Stored data:

+++++

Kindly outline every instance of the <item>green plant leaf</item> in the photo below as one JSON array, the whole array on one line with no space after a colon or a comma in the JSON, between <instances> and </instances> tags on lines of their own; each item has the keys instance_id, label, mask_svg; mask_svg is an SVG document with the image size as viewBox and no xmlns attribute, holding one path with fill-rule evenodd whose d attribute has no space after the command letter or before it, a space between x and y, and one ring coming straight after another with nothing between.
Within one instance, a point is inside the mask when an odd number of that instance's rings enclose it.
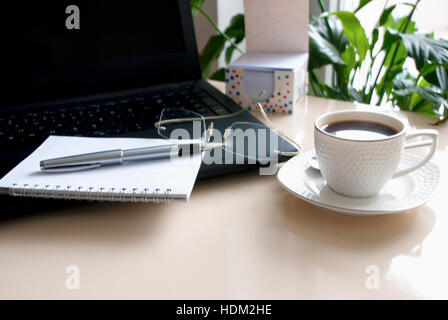
<instances>
[{"instance_id":1,"label":"green plant leaf","mask_svg":"<svg viewBox=\"0 0 448 320\"><path fill-rule=\"evenodd\" d=\"M356 61L356 52L355 52L355 48L353 48L352 46L349 46L341 55L342 60L344 60L346 66L343 66L343 70L337 70L337 72L345 72L344 75L344 81L341 81L341 77L339 76L339 84L342 82L345 86L348 85L348 82L350 80L350 73L352 72L352 70L354 68L356 68L357 66L357 61Z\"/></svg>"},{"instance_id":2,"label":"green plant leaf","mask_svg":"<svg viewBox=\"0 0 448 320\"><path fill-rule=\"evenodd\" d=\"M234 41L234 43L241 43L245 37L244 15L235 15L230 21L230 24L224 31L224 33L225 36L227 36L229 39L233 39L232 41ZM225 36L221 33L211 36L206 46L199 55L202 76L204 79L207 79L210 76L211 66L213 62L219 59L219 57L221 56L221 53L226 47L226 43L231 42L230 40L226 39ZM230 56L229 59L231 59L233 52L237 49L238 48L236 46L231 44L226 52L226 56Z\"/></svg>"},{"instance_id":3,"label":"green plant leaf","mask_svg":"<svg viewBox=\"0 0 448 320\"><path fill-rule=\"evenodd\" d=\"M425 114L427 116L440 117L440 112L434 108L434 105L428 101L422 100L422 103L411 109L412 112Z\"/></svg>"},{"instance_id":4,"label":"green plant leaf","mask_svg":"<svg viewBox=\"0 0 448 320\"><path fill-rule=\"evenodd\" d=\"M226 39L221 35L214 35L210 37L205 48L199 55L199 62L201 63L202 77L207 79L210 75L211 65L213 61L217 60L226 45Z\"/></svg>"},{"instance_id":5,"label":"green plant leaf","mask_svg":"<svg viewBox=\"0 0 448 320\"><path fill-rule=\"evenodd\" d=\"M439 68L440 66L442 66L442 65L440 63L438 63L438 62L425 63L423 68L420 69L420 74L423 77L426 77L429 74L434 73L437 70L437 68Z\"/></svg>"},{"instance_id":6,"label":"green plant leaf","mask_svg":"<svg viewBox=\"0 0 448 320\"><path fill-rule=\"evenodd\" d=\"M393 61L393 66L399 66L400 68L404 65L407 57L408 57L408 53L406 51L405 46L403 45L403 43L397 42L395 43L392 47L391 50L387 53L386 59L384 60L384 65L385 66L390 66L392 63L392 58L394 56L395 53L395 48L398 46L398 51L395 55L395 60Z\"/></svg>"},{"instance_id":7,"label":"green plant leaf","mask_svg":"<svg viewBox=\"0 0 448 320\"><path fill-rule=\"evenodd\" d=\"M387 22L384 25L384 27L386 28L386 31L390 30L390 31L397 31L397 32L400 31L401 32L401 31L403 31L404 26L407 23L407 19L408 19L408 17L405 16L405 17L401 17L401 18L398 18L397 20L395 20L394 17L392 16L392 14L390 14L389 17L387 18ZM408 27L406 29L406 33L414 34L417 31L418 31L418 29L415 24L415 21L410 21L408 24Z\"/></svg>"},{"instance_id":8,"label":"green plant leaf","mask_svg":"<svg viewBox=\"0 0 448 320\"><path fill-rule=\"evenodd\" d=\"M361 1L359 1L359 6L358 6L358 8L355 9L355 13L358 12L359 10L361 10L362 8L364 8L366 5L368 5L372 1L373 0L361 0Z\"/></svg>"},{"instance_id":9,"label":"green plant leaf","mask_svg":"<svg viewBox=\"0 0 448 320\"><path fill-rule=\"evenodd\" d=\"M383 11L379 22L380 27L384 26L387 23L387 21L389 21L389 16L392 14L392 11L395 10L396 6L397 5L393 5Z\"/></svg>"},{"instance_id":10,"label":"green plant leaf","mask_svg":"<svg viewBox=\"0 0 448 320\"><path fill-rule=\"evenodd\" d=\"M403 5L411 7L413 9L417 8L416 4L415 3L411 3L411 2L405 2L405 3L403 3Z\"/></svg>"},{"instance_id":11,"label":"green plant leaf","mask_svg":"<svg viewBox=\"0 0 448 320\"><path fill-rule=\"evenodd\" d=\"M418 87L430 87L431 84L426 80L421 80ZM410 109L413 112L423 113L432 116L443 116L443 112L440 110L440 105L431 101L423 99L420 95L414 94L410 101ZM447 110L446 108L444 110Z\"/></svg>"},{"instance_id":12,"label":"green plant leaf","mask_svg":"<svg viewBox=\"0 0 448 320\"><path fill-rule=\"evenodd\" d=\"M350 83L350 69L346 65L336 64L334 65L334 73L336 75L336 82L333 83L333 86L338 88L338 90L344 94L345 99L347 100L349 97L348 94L348 86Z\"/></svg>"},{"instance_id":13,"label":"green plant leaf","mask_svg":"<svg viewBox=\"0 0 448 320\"><path fill-rule=\"evenodd\" d=\"M387 67L387 70L380 85L377 86L378 92L385 93L387 97L390 96L390 93L394 88L393 80L403 71L403 66L407 58L406 48L401 42L394 43L391 48L386 51L384 66Z\"/></svg>"},{"instance_id":14,"label":"green plant leaf","mask_svg":"<svg viewBox=\"0 0 448 320\"><path fill-rule=\"evenodd\" d=\"M438 87L441 91L448 91L448 65L438 62L425 62L425 65L419 69L422 76L429 85Z\"/></svg>"},{"instance_id":15,"label":"green plant leaf","mask_svg":"<svg viewBox=\"0 0 448 320\"><path fill-rule=\"evenodd\" d=\"M394 88L393 79L402 71L402 68L399 66L393 67L388 73L385 73L380 83L376 85L377 91L380 91L381 88L384 87L384 91L387 93L387 96L392 92Z\"/></svg>"},{"instance_id":16,"label":"green plant leaf","mask_svg":"<svg viewBox=\"0 0 448 320\"><path fill-rule=\"evenodd\" d=\"M239 44L240 42L235 42L236 44ZM230 64L232 62L232 57L233 54L235 53L236 47L235 46L229 46L226 49L226 54L225 54L225 62L226 64Z\"/></svg>"},{"instance_id":17,"label":"green plant leaf","mask_svg":"<svg viewBox=\"0 0 448 320\"><path fill-rule=\"evenodd\" d=\"M380 31L378 28L373 29L372 31L372 43L370 44L370 56L373 58L373 50L375 50L375 46L379 40Z\"/></svg>"},{"instance_id":18,"label":"green plant leaf","mask_svg":"<svg viewBox=\"0 0 448 320\"><path fill-rule=\"evenodd\" d=\"M393 78L393 90L399 91L409 87L413 87L416 82L416 78L408 71L403 70ZM423 99L416 94L411 95L392 95L389 96L394 105L400 106L401 109L411 111L412 106L420 103ZM414 104L413 104L414 103Z\"/></svg>"},{"instance_id":19,"label":"green plant leaf","mask_svg":"<svg viewBox=\"0 0 448 320\"><path fill-rule=\"evenodd\" d=\"M239 13L233 16L224 33L229 38L234 38L236 43L240 43L245 37L244 14Z\"/></svg>"},{"instance_id":20,"label":"green plant leaf","mask_svg":"<svg viewBox=\"0 0 448 320\"><path fill-rule=\"evenodd\" d=\"M398 36L397 32L393 32L392 30L386 30L381 50L387 51L392 45L394 45L398 41L400 41L400 37Z\"/></svg>"},{"instance_id":21,"label":"green plant leaf","mask_svg":"<svg viewBox=\"0 0 448 320\"><path fill-rule=\"evenodd\" d=\"M403 28L404 28L404 25L403 25ZM415 23L415 21L410 21L405 33L416 34L417 32L418 32L417 24Z\"/></svg>"},{"instance_id":22,"label":"green plant leaf","mask_svg":"<svg viewBox=\"0 0 448 320\"><path fill-rule=\"evenodd\" d=\"M415 77L408 70L404 70L393 79L394 90L402 90L415 85Z\"/></svg>"},{"instance_id":23,"label":"green plant leaf","mask_svg":"<svg viewBox=\"0 0 448 320\"><path fill-rule=\"evenodd\" d=\"M419 70L425 66L425 62L448 64L448 41L404 33L398 33L398 36Z\"/></svg>"},{"instance_id":24,"label":"green plant leaf","mask_svg":"<svg viewBox=\"0 0 448 320\"><path fill-rule=\"evenodd\" d=\"M344 33L351 45L356 48L359 56L359 63L362 63L370 48L370 44L366 32L361 26L358 18L348 11L336 11L332 14L337 16L341 21Z\"/></svg>"},{"instance_id":25,"label":"green plant leaf","mask_svg":"<svg viewBox=\"0 0 448 320\"><path fill-rule=\"evenodd\" d=\"M310 56L309 70L329 64L345 64L339 51L329 41L324 39L314 28L309 26Z\"/></svg>"},{"instance_id":26,"label":"green plant leaf","mask_svg":"<svg viewBox=\"0 0 448 320\"><path fill-rule=\"evenodd\" d=\"M222 81L222 82L226 81L226 69L225 68L219 69L214 74L212 74L210 79L216 80L216 81Z\"/></svg>"},{"instance_id":27,"label":"green plant leaf","mask_svg":"<svg viewBox=\"0 0 448 320\"><path fill-rule=\"evenodd\" d=\"M389 29L395 29L396 21L394 19L394 16L391 14L387 17L386 24L383 26L386 28L386 31Z\"/></svg>"},{"instance_id":28,"label":"green plant leaf","mask_svg":"<svg viewBox=\"0 0 448 320\"><path fill-rule=\"evenodd\" d=\"M342 53L341 57L350 70L356 66L356 52L355 48L352 46L349 46L347 50Z\"/></svg>"},{"instance_id":29,"label":"green plant leaf","mask_svg":"<svg viewBox=\"0 0 448 320\"><path fill-rule=\"evenodd\" d=\"M408 104L409 104L409 110L411 111L423 107L424 104L429 104L430 106L432 106L431 102L424 100L418 94L411 95L410 100L408 100Z\"/></svg>"},{"instance_id":30,"label":"green plant leaf","mask_svg":"<svg viewBox=\"0 0 448 320\"><path fill-rule=\"evenodd\" d=\"M396 96L410 96L413 93L418 94L424 100L432 102L436 107L440 107L441 105L448 106L448 101L443 98L441 92L437 91L433 87L408 87L406 89L401 90L393 90L392 94Z\"/></svg>"},{"instance_id":31,"label":"green plant leaf","mask_svg":"<svg viewBox=\"0 0 448 320\"><path fill-rule=\"evenodd\" d=\"M232 62L232 57L233 57L233 53L235 52L235 47L234 46L230 46L226 49L226 54L225 54L225 62L226 64L230 64L230 62Z\"/></svg>"},{"instance_id":32,"label":"green plant leaf","mask_svg":"<svg viewBox=\"0 0 448 320\"><path fill-rule=\"evenodd\" d=\"M314 70L310 70L309 75L310 86L313 89L314 94L316 97L324 98L325 94L321 88L321 82L316 72Z\"/></svg>"},{"instance_id":33,"label":"green plant leaf","mask_svg":"<svg viewBox=\"0 0 448 320\"><path fill-rule=\"evenodd\" d=\"M425 79L443 92L448 92L448 67L446 64L437 67L434 73L425 75Z\"/></svg>"},{"instance_id":34,"label":"green plant leaf","mask_svg":"<svg viewBox=\"0 0 448 320\"><path fill-rule=\"evenodd\" d=\"M341 22L335 16L328 16L314 21L316 31L335 48L342 53L349 45L347 36L344 34Z\"/></svg>"},{"instance_id":35,"label":"green plant leaf","mask_svg":"<svg viewBox=\"0 0 448 320\"><path fill-rule=\"evenodd\" d=\"M350 94L353 101L357 101L360 103L365 103L364 101L364 92L358 91L355 88L349 88L348 93Z\"/></svg>"},{"instance_id":36,"label":"green plant leaf","mask_svg":"<svg viewBox=\"0 0 448 320\"><path fill-rule=\"evenodd\" d=\"M246 35L245 25L244 25L244 15L237 14L230 21L230 25L224 31L228 37L233 38L235 44L240 44ZM233 53L237 50L237 47L230 45L226 49L225 53L225 61L226 64L229 64L232 61Z\"/></svg>"},{"instance_id":37,"label":"green plant leaf","mask_svg":"<svg viewBox=\"0 0 448 320\"><path fill-rule=\"evenodd\" d=\"M321 84L321 88L325 91L325 98L344 100L344 101L351 100L343 92L339 91L336 88L330 87L326 84Z\"/></svg>"},{"instance_id":38,"label":"green plant leaf","mask_svg":"<svg viewBox=\"0 0 448 320\"><path fill-rule=\"evenodd\" d=\"M204 3L205 3L205 0L190 0L191 13L193 15L193 18L196 18L198 16L198 14L199 14L198 9L196 9L195 7L202 8Z\"/></svg>"},{"instance_id":39,"label":"green plant leaf","mask_svg":"<svg viewBox=\"0 0 448 320\"><path fill-rule=\"evenodd\" d=\"M443 92L448 91L448 67L447 65L443 65L441 67L438 67L436 69L436 75L437 75L437 86L442 90ZM430 77L426 77L429 78Z\"/></svg>"}]
</instances>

+++++

What the task asks:
Only the number is needed here: how many lines in the data contain "instances"?

Task output:
3